**Task directions**
Every line from the line containing "Placement rule: one point per instance of the flower hair" through the final line below is to be repeated exactly; no other line is.
::::::
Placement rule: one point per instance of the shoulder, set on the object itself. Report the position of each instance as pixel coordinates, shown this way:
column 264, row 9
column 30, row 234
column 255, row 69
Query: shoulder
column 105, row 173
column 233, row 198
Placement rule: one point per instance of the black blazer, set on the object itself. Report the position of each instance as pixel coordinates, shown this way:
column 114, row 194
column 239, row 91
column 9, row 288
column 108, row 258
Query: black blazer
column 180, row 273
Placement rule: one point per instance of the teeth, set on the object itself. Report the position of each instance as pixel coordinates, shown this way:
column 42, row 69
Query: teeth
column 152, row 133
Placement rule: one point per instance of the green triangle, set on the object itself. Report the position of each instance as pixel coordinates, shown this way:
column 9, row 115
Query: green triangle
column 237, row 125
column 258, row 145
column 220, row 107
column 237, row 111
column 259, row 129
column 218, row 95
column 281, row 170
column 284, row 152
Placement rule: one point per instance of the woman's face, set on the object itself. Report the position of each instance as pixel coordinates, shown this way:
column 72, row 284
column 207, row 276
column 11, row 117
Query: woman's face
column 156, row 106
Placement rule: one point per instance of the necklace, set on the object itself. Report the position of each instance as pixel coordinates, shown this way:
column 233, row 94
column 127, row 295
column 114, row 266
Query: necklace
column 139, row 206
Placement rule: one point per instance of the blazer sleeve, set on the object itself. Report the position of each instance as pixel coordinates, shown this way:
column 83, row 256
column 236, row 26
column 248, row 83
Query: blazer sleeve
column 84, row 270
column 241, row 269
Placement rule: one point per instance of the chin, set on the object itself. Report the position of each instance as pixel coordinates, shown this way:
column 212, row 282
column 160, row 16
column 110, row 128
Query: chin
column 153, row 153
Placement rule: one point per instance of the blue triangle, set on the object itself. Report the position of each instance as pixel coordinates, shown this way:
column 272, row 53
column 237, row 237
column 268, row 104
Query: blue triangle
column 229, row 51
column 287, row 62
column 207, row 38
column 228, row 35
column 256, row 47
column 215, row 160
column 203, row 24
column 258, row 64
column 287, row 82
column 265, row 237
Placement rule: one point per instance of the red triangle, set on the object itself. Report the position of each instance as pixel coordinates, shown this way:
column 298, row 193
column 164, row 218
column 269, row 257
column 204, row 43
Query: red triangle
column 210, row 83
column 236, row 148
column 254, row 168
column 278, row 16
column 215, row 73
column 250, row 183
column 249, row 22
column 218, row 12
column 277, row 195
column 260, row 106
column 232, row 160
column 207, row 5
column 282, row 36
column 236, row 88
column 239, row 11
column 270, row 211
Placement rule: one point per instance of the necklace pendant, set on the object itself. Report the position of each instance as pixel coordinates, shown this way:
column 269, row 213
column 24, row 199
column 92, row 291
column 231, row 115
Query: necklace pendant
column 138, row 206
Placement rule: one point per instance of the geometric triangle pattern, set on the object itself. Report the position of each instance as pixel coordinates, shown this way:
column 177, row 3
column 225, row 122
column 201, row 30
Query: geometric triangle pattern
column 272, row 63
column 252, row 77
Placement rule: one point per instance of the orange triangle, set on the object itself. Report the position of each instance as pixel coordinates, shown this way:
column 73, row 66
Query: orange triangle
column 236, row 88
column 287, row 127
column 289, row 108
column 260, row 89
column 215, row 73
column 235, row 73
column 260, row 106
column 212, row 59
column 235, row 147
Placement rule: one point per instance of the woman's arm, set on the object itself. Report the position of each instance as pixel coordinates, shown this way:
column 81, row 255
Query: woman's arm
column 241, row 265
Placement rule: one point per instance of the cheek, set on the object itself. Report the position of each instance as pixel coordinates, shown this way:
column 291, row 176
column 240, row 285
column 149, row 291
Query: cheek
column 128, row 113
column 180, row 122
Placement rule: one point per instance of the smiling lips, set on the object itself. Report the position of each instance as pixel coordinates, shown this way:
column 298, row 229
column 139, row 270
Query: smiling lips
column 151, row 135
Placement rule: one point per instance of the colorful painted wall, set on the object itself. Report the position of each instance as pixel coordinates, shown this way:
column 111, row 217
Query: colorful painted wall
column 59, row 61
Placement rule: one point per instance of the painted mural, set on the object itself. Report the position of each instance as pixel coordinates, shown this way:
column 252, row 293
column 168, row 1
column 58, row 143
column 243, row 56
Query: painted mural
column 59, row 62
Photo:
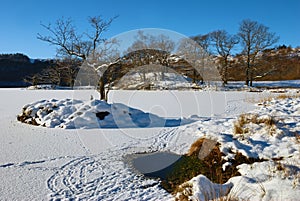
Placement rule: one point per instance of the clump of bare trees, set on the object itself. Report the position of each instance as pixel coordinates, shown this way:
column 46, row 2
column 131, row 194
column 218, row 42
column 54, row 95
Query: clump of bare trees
column 73, row 46
column 93, row 52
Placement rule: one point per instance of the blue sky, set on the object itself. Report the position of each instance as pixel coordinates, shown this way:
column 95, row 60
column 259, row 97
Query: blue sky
column 20, row 20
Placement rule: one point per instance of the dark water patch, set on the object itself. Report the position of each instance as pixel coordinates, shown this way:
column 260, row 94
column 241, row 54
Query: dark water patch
column 154, row 165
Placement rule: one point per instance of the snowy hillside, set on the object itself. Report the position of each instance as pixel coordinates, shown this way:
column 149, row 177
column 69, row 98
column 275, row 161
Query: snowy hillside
column 55, row 162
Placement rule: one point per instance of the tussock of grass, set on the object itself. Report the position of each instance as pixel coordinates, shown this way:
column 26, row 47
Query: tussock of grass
column 241, row 126
column 208, row 164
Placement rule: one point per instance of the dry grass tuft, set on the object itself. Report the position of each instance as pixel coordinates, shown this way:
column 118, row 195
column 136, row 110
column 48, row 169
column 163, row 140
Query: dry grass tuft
column 242, row 125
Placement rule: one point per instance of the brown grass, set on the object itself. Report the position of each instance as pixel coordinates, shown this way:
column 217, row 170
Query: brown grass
column 204, row 157
column 241, row 127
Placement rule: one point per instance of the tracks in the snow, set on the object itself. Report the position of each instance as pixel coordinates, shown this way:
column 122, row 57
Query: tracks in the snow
column 107, row 177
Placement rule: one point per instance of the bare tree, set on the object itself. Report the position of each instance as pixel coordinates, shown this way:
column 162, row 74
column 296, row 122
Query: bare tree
column 152, row 42
column 255, row 37
column 79, row 46
column 223, row 43
column 203, row 41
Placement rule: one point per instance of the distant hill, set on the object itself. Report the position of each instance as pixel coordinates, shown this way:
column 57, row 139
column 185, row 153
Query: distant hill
column 281, row 63
column 15, row 67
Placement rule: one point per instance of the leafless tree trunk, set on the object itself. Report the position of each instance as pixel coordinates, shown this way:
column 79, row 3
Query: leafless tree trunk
column 255, row 37
column 79, row 46
column 223, row 43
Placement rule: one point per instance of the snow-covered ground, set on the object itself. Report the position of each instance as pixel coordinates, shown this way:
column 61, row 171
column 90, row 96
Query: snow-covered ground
column 41, row 163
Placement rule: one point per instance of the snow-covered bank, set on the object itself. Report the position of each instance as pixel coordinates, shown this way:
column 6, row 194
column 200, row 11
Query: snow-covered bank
column 39, row 163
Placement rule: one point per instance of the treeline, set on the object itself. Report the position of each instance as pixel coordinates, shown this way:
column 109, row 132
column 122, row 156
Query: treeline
column 279, row 63
column 14, row 68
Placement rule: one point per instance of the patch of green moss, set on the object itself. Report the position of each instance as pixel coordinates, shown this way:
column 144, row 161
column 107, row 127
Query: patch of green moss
column 190, row 165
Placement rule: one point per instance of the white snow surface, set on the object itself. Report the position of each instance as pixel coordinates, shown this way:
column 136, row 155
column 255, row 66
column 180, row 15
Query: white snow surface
column 88, row 163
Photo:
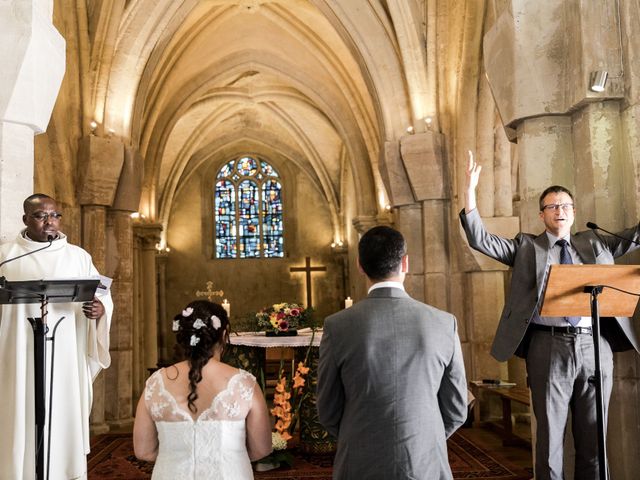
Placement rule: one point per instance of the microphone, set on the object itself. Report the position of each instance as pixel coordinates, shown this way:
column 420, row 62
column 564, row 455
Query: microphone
column 50, row 239
column 593, row 226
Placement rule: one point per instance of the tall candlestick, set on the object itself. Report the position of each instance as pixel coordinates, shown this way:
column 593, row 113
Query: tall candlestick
column 227, row 306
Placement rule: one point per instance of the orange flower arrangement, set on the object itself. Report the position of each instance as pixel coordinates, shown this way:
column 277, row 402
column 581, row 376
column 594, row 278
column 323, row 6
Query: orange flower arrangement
column 282, row 398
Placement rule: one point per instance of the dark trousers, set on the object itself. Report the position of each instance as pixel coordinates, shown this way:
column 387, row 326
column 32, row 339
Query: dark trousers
column 559, row 368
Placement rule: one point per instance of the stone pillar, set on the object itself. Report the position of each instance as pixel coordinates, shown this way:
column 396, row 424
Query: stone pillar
column 605, row 187
column 100, row 163
column 148, row 235
column 166, row 337
column 32, row 71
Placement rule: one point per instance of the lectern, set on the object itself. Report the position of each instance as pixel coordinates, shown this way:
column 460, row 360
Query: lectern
column 573, row 290
column 44, row 292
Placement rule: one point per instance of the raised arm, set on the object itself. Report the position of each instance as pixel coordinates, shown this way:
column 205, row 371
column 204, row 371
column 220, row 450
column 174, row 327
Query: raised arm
column 452, row 395
column 473, row 174
column 145, row 434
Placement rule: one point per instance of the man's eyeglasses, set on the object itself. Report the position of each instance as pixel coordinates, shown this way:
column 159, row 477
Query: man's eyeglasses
column 44, row 216
column 557, row 206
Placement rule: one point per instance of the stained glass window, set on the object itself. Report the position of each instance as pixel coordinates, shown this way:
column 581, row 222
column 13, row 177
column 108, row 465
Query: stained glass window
column 249, row 221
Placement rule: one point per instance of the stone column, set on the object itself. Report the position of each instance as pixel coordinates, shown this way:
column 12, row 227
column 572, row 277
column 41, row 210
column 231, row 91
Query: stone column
column 120, row 402
column 166, row 337
column 606, row 191
column 93, row 240
column 148, row 235
column 33, row 64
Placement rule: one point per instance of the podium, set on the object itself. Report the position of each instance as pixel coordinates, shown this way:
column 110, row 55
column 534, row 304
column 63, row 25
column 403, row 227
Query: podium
column 44, row 292
column 573, row 290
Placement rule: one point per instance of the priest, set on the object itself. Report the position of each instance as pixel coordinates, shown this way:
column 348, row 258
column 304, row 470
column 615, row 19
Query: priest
column 81, row 350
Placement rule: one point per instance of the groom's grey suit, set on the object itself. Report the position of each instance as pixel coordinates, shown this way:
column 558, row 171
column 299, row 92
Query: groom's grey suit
column 528, row 254
column 391, row 387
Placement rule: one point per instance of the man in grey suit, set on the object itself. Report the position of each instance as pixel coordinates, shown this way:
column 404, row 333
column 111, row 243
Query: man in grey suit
column 559, row 351
column 391, row 381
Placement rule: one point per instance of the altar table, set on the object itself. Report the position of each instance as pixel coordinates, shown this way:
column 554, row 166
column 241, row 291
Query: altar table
column 246, row 350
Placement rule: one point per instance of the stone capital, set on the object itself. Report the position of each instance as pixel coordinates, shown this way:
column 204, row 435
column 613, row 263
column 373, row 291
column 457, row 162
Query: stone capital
column 148, row 234
column 394, row 175
column 423, row 159
column 539, row 57
column 129, row 189
column 363, row 223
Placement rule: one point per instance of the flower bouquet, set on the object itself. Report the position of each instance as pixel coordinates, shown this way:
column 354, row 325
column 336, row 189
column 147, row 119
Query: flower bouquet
column 282, row 319
column 287, row 399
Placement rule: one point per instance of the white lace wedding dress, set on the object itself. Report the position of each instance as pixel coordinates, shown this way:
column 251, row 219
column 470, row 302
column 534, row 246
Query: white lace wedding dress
column 211, row 446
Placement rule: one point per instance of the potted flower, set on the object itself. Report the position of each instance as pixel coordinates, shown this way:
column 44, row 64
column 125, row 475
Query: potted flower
column 287, row 399
column 282, row 319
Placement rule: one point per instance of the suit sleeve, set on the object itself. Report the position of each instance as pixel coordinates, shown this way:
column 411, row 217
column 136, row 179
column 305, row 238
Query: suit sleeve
column 499, row 248
column 330, row 391
column 98, row 334
column 452, row 395
column 621, row 247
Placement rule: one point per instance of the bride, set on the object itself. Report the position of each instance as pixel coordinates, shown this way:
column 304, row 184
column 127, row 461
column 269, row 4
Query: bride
column 201, row 418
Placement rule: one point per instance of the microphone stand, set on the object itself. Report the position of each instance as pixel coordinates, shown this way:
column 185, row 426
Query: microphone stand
column 594, row 291
column 40, row 330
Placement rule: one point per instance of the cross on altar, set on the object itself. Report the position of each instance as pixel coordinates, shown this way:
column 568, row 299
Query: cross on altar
column 308, row 269
column 209, row 293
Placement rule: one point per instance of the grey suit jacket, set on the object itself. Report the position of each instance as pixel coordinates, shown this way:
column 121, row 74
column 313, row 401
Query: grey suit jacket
column 391, row 387
column 528, row 255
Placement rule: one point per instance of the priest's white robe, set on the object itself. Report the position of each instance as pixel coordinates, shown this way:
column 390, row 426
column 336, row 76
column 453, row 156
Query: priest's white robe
column 81, row 351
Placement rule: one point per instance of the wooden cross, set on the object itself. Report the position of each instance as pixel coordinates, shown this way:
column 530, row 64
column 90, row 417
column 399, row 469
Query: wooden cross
column 308, row 269
column 209, row 293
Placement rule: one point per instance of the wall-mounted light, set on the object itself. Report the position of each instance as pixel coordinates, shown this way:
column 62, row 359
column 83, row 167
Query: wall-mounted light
column 598, row 80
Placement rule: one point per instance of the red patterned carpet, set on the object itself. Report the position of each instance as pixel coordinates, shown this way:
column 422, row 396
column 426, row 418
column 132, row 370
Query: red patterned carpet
column 112, row 457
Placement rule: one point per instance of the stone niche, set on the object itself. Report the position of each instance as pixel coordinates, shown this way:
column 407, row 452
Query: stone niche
column 251, row 284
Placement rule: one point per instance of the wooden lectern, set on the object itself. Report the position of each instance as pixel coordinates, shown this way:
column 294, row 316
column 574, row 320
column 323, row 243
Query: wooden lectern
column 45, row 292
column 573, row 290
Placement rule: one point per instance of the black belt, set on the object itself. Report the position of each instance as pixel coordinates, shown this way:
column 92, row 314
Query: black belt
column 568, row 330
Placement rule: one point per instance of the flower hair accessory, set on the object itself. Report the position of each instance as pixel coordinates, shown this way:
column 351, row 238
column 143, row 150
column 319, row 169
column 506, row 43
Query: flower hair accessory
column 198, row 324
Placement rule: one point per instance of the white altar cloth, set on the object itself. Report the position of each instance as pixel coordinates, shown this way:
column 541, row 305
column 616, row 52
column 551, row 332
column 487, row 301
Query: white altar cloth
column 259, row 339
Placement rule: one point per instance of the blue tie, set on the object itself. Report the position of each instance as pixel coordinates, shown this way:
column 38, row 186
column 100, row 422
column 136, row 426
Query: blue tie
::::::
**Final result**
Placement rule: one point per instance of the flower hair accessory, set on the object itself. Report the position of each instance as pixel coordinates, shown this way:
column 351, row 238
column 143, row 150
column 319, row 169
column 506, row 43
Query: flower hair accessory
column 198, row 324
Placement rule: one point per instance of the white altar cloth, set on the object itself. Report the position of each instance as pixel coordinates, shown this way:
column 541, row 305
column 616, row 52
column 551, row 332
column 487, row 301
Query: white altar cloth
column 259, row 339
Placement rule: one point per instance of the blue tie, set on the object itself. Report the position of each instance as pixel coordinates, shown this way:
column 38, row 186
column 100, row 422
column 136, row 426
Query: blue tie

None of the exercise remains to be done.